◆ **Instructions to follow**
Convert each line of the listing below into one string in a JSON array, leaving out blank lines.
── Input records ──
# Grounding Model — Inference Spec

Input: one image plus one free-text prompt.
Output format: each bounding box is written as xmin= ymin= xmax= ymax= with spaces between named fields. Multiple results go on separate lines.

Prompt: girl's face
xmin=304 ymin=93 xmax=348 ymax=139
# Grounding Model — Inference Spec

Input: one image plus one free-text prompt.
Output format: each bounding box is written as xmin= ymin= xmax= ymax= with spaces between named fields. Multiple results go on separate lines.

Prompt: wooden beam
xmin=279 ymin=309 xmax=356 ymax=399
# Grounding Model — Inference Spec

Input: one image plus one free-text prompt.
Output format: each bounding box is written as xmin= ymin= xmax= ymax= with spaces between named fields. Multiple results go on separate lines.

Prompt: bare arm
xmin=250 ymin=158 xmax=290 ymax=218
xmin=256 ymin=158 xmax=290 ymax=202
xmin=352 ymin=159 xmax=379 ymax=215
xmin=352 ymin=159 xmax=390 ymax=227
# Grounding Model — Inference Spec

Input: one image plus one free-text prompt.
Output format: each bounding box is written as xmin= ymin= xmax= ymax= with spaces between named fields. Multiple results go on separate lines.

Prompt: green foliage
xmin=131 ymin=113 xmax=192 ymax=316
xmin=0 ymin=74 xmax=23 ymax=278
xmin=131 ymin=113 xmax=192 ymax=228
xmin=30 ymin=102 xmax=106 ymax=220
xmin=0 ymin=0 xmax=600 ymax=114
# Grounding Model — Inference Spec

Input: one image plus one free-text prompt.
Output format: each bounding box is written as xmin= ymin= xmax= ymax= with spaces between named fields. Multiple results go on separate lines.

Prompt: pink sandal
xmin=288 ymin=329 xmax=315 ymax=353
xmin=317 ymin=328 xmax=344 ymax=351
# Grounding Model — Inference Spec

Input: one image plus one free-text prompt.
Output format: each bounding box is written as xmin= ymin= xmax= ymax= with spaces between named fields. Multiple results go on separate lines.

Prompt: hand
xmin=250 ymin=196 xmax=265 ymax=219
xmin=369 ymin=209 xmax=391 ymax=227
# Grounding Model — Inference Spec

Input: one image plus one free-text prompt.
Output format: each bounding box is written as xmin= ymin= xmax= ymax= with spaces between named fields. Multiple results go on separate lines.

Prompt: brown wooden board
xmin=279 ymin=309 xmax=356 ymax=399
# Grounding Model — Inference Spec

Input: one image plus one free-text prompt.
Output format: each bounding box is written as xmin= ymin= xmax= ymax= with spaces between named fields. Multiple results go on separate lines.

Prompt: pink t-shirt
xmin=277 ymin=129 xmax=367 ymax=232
───
◆ **Result of this task**
[
  "# Grounding Model — Inference Spec",
  "Input: one image plus one free-text prompt.",
  "Output format: each bounding box is written as xmin= ymin= xmax= ymax= with spaces between named fields. Multiple results go on separate lines.",
  "Prompt: girl's face",
  "xmin=304 ymin=93 xmax=348 ymax=139",
  "# Grounding Model — Inference Spec",
  "Input: one image plus one free-text prompt.",
  "Output format: each bounding box is written as xmin= ymin= xmax= ymax= with spaces between named fields. Multiple results go on separate lines.",
  "Prompt: wooden beam",
  "xmin=279 ymin=309 xmax=356 ymax=399",
  "# Grounding Model — Inference Spec",
  "Input: one image plus one free-text prompt.",
  "Output format: each bounding box is written as xmin= ymin= xmax= ymax= with spaces between named fields. Multiple results go on separate lines.",
  "Prompt: bare arm",
  "xmin=250 ymin=158 xmax=290 ymax=218",
  "xmin=256 ymin=158 xmax=290 ymax=202",
  "xmin=352 ymin=159 xmax=379 ymax=215",
  "xmin=352 ymin=159 xmax=390 ymax=227",
  "# Grounding Model — Inference Spec",
  "Input: one image plus one free-text prompt.",
  "Output format: each bounding box is written as xmin= ymin= xmax= ymax= with spaces between named fields. Multiple results go on separate lines.",
  "Prompt: green foliage",
  "xmin=131 ymin=113 xmax=192 ymax=316",
  "xmin=0 ymin=74 xmax=23 ymax=278",
  "xmin=131 ymin=113 xmax=192 ymax=228",
  "xmin=30 ymin=102 xmax=106 ymax=220",
  "xmin=0 ymin=0 xmax=600 ymax=114",
  "# Grounding Model — Inference Spec",
  "Input: one image plus one free-text prompt.",
  "Output format: each bounding box is written as xmin= ymin= xmax= ymax= with spaces between named fields. Multiple results go on separate lines.",
  "Prompt: pink sandal",
  "xmin=288 ymin=329 xmax=315 ymax=353",
  "xmin=317 ymin=328 xmax=344 ymax=351",
  "# Grounding Model — Inference Spec",
  "Input: one image plus one free-text prompt.",
  "Output format: each bounding box is written as xmin= ymin= xmax= ymax= with spaces between named fields. Multiple results go on separate lines.",
  "Prompt: hand",
  "xmin=250 ymin=196 xmax=265 ymax=219",
  "xmin=369 ymin=209 xmax=391 ymax=227",
  "# Grounding Model — Inference Spec",
  "Input: one image plus one free-text prompt.",
  "Output format: each bounding box is written as xmin= ymin= xmax= ymax= with spaces between named fields. Multiple results go on separate lines.",
  "Prompt: brown wooden board",
  "xmin=279 ymin=309 xmax=356 ymax=399",
  "# Grounding Model — Inference Spec",
  "Input: one image plus one free-text prompt.",
  "Output format: each bounding box is written as xmin= ymin= xmax= ymax= with spaces between named fields. Multiple results go on separate lines.",
  "Prompt: pink t-shirt",
  "xmin=277 ymin=129 xmax=367 ymax=232"
]